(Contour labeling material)
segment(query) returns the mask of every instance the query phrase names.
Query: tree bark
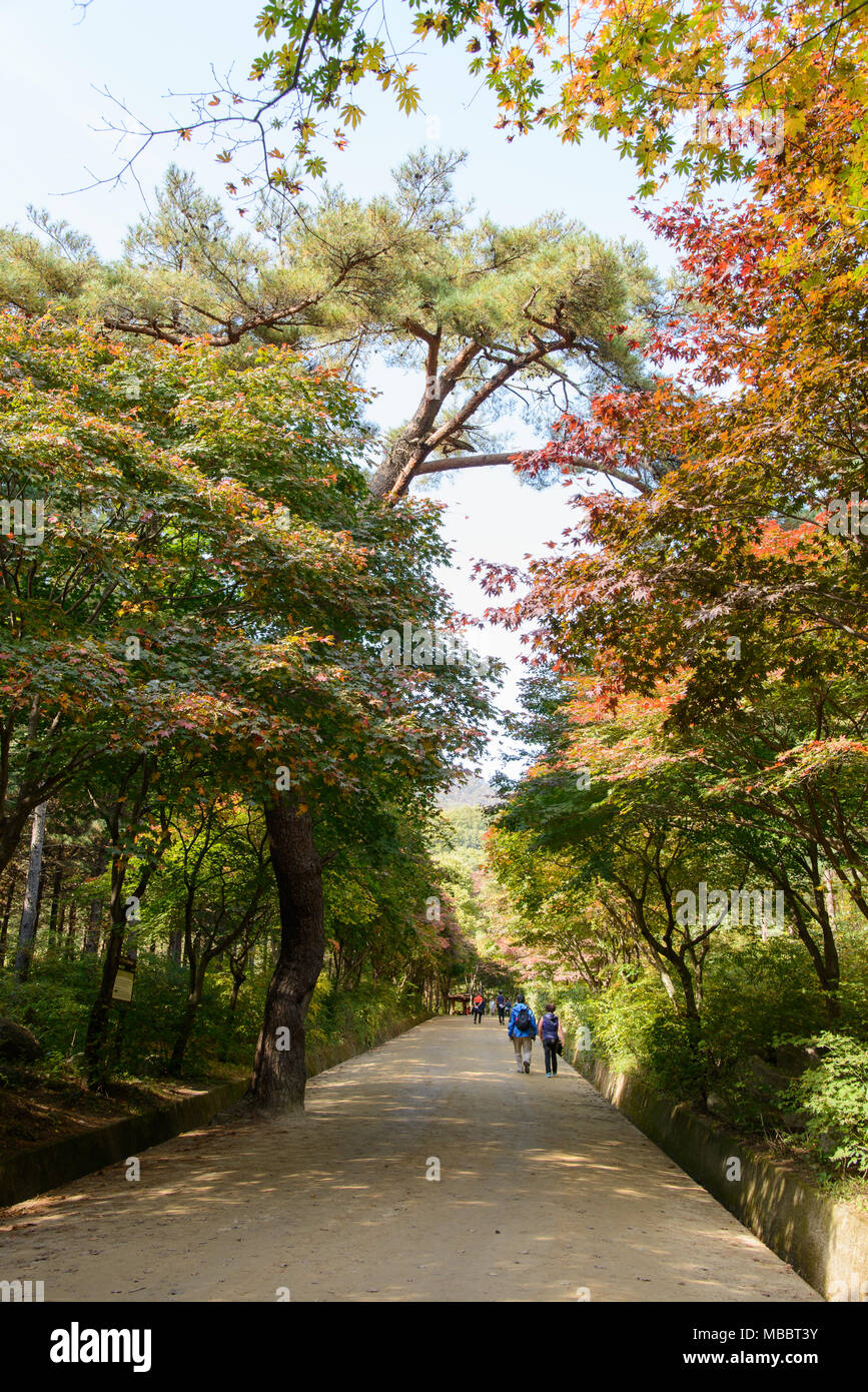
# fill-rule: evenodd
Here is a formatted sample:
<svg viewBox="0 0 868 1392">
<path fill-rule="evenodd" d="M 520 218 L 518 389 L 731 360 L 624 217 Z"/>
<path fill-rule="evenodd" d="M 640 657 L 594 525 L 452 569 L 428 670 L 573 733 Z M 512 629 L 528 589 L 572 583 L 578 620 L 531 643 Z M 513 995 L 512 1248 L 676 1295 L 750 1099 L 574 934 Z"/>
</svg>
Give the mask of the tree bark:
<svg viewBox="0 0 868 1392">
<path fill-rule="evenodd" d="M 309 812 L 299 813 L 289 799 L 275 799 L 266 806 L 266 827 L 281 944 L 248 1097 L 263 1111 L 281 1112 L 305 1105 L 305 1016 L 326 956 L 323 866 Z"/>
<path fill-rule="evenodd" d="M 8 938 L 8 920 L 13 913 L 13 899 L 15 898 L 15 877 L 10 874 L 10 892 L 6 899 L 6 908 L 3 910 L 3 923 L 0 924 L 0 966 L 6 966 L 6 942 Z"/>
<path fill-rule="evenodd" d="M 15 954 L 15 981 L 18 983 L 26 981 L 31 973 L 31 960 L 33 958 L 36 917 L 39 913 L 39 889 L 42 884 L 42 848 L 45 845 L 45 823 L 47 810 L 47 802 L 40 802 L 33 813 L 31 859 L 28 862 L 24 909 L 21 910 L 21 927 L 18 930 L 18 952 Z"/>
</svg>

WHAT YOU ARE ASKED TO DO
Swap "tree bark" for "tree trunk" throughout the material above and reproduce it otherwise unchanged, leaving out the pictures.

RESULT FOR THIS EXERCISE
segment(query) returns the mask of every instance the query phrase names.
Query: tree trunk
# fill-rule: evenodd
Here is a formatted sample:
<svg viewBox="0 0 868 1392">
<path fill-rule="evenodd" d="M 520 218 L 518 389 L 731 360 L 624 217 Z"/>
<path fill-rule="evenodd" d="M 640 657 L 594 525 L 452 569 L 428 670 L 573 733 Z M 512 629 L 528 589 L 572 583 L 578 620 L 531 643 Z M 513 995 L 512 1248 L 676 1295 L 750 1099 L 574 934 Z"/>
</svg>
Give the mask of the tree trunk:
<svg viewBox="0 0 868 1392">
<path fill-rule="evenodd" d="M 309 812 L 299 813 L 289 799 L 275 799 L 266 806 L 266 827 L 281 944 L 248 1097 L 263 1111 L 281 1112 L 305 1105 L 305 1016 L 326 956 L 323 866 Z"/>
<path fill-rule="evenodd" d="M 8 938 L 8 920 L 13 913 L 13 899 L 15 898 L 15 877 L 10 874 L 10 892 L 6 899 L 6 908 L 3 910 L 3 923 L 0 924 L 0 966 L 6 966 L 6 942 Z"/>
<path fill-rule="evenodd" d="M 15 954 L 15 981 L 18 983 L 26 981 L 31 973 L 31 960 L 33 958 L 36 917 L 39 913 L 39 889 L 42 884 L 42 848 L 45 845 L 45 823 L 47 810 L 47 802 L 40 802 L 33 813 L 31 859 L 28 862 L 24 909 L 21 910 L 21 927 L 18 930 L 18 952 Z"/>
</svg>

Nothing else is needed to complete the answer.